* [SUPPLIED DATA]:
══════
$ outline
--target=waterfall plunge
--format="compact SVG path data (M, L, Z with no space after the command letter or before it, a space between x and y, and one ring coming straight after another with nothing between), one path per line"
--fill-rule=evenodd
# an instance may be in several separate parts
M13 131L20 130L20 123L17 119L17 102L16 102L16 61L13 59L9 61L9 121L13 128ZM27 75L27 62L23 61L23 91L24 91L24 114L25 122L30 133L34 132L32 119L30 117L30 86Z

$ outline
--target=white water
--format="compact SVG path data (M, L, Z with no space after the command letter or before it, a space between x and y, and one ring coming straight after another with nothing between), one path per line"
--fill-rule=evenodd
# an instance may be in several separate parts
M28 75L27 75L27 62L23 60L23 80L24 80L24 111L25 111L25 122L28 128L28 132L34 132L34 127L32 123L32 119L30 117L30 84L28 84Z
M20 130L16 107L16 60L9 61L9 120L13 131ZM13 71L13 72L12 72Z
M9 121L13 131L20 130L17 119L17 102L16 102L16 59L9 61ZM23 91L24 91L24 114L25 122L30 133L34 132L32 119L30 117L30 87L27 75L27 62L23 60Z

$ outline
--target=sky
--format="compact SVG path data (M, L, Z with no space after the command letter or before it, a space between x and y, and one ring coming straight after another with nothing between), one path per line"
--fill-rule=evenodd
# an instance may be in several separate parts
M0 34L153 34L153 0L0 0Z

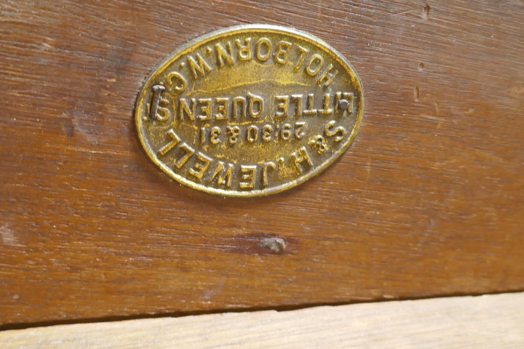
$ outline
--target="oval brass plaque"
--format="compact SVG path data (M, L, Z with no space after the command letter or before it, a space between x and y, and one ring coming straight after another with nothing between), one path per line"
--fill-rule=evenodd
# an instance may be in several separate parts
M146 153L181 183L259 196L304 182L343 154L363 102L355 70L322 40L244 25L170 54L140 91L135 122Z

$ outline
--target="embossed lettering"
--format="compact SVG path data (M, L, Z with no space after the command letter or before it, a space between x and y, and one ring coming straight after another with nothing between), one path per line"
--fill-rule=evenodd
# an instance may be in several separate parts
══════
* [GIVEN PROBLEM]: Can you copy the material word for word, starting at its first line and ending at the line that contains "M13 131L20 130L20", with both of those lines included?

* [EXPECTED ANSWER]:
$ outline
--target=waterfall plunge
--format="compact SVG path data (M, L, Z with no space after the command letter or before it, a space between x and y, and one ring coming straight after another with nothing between), one path per line"
--fill-rule=evenodd
# an instance may be in several separate parts
M13 131L20 130L20 123L17 119L17 102L16 102L16 61L13 59L9 61L9 121L13 128ZM27 75L27 62L23 61L23 91L24 91L24 114L25 122L30 133L34 132L32 119L30 117L30 86Z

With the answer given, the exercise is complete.